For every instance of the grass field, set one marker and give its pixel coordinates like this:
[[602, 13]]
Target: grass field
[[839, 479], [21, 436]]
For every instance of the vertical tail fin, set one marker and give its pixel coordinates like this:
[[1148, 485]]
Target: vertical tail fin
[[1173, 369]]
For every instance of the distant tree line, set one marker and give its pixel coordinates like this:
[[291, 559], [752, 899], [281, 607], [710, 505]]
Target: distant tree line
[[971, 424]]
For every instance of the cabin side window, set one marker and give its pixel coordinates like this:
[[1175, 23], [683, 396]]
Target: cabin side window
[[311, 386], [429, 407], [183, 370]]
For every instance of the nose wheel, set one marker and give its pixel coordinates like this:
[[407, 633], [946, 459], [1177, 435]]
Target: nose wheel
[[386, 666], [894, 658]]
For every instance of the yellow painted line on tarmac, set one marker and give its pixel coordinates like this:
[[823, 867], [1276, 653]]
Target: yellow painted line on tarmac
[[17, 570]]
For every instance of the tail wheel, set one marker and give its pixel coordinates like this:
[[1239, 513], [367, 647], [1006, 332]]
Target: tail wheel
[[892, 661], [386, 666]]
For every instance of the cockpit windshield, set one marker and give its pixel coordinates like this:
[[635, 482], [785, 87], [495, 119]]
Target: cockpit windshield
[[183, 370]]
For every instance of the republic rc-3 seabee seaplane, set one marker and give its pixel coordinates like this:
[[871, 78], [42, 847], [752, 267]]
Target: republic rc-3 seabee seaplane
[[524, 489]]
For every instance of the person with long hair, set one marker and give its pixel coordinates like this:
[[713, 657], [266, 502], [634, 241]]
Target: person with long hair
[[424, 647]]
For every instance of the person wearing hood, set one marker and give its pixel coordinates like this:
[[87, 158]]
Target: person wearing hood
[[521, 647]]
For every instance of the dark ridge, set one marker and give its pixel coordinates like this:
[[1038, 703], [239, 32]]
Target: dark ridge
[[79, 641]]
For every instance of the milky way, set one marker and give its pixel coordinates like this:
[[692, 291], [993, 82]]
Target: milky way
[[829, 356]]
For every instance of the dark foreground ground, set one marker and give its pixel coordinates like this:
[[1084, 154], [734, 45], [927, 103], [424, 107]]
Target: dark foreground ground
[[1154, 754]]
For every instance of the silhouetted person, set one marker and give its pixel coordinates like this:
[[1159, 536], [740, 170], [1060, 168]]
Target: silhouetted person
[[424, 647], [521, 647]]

▸ **What the task requires**: Rewrite the listing above with every "marker" changed to "pin" and everything else unchanged.

▸ **Response**:
For every instance of the grass field, set one pin and give its pixel coordinates like this:
[[602, 13]]
Target: grass field
[[839, 479], [21, 436]]
For every instance of the vertical tail fin, set one pin and give its pixel coordinates like this:
[[1148, 485]]
Target: vertical tail fin
[[1173, 369]]
For every instance of the distant tree line, set one pin and give its pixel coordinates like this:
[[291, 559], [752, 899], [281, 607], [710, 505]]
Target: distant tree line
[[971, 424]]
For every instance of the cabin side window, set one pin and give its pixel coordinates like this:
[[1175, 23], [683, 396]]
Target: cabin side window
[[311, 386], [429, 407], [183, 370]]
For every instance of the nose wheel, set one pin and give its pixel coordinates like this:
[[407, 633], [946, 459], [1177, 435]]
Target: nose wheel
[[386, 666], [894, 658]]
For every instance of the yellow painted line on tarmac, set one pin and give its pixel coordinates like this:
[[823, 867], [1276, 653]]
Target: yellow painted line on tarmac
[[17, 570]]
For every instance of the tail wheel, set one pin and give its pixel coordinates like this:
[[1239, 513], [367, 647], [1006, 332]]
Target: tail wheel
[[892, 661], [386, 666]]
For every instance of the cockpit windshield, set one pin and give its pixel coordinates like this:
[[635, 482], [785, 87], [495, 119]]
Target: cockpit windshield
[[183, 370]]
For every instance of the republic rc-3 seabee seaplane, set one pin and give its pixel coordinates like this:
[[871, 78], [42, 847], [752, 267]]
Target: republic rc-3 seabee seaplane
[[524, 489]]
For every instance of the person with long hair, set one pin and give its pixel coordinates like this:
[[713, 657], [266, 502], [634, 241]]
Target: person with long hair
[[424, 647]]
For every instance of the person wearing hood, set one pin and give its pixel coordinates like this:
[[87, 158]]
Target: person wearing hood
[[521, 647]]
For every instance of the dark ridge, set one pin and give its pixel coordinates like this:
[[1038, 703], [239, 32]]
Target: dark ridge
[[79, 641]]
For every instance of the milky way, set one pin and give its pixel coordinates like this:
[[692, 291], [993, 82]]
Target: milky way
[[829, 356]]
For every instance of the dark foreground ground, set one pin and give its pixel coordinates like this:
[[1084, 154], [734, 45], [927, 103], [424, 107]]
Target: dark foreground ground
[[1154, 754]]
For every instance of the silhouetted person, set one pin and give its pixel coordinates like this:
[[1159, 536], [740, 170], [1060, 168]]
Target: silhouetted person
[[424, 647], [521, 647]]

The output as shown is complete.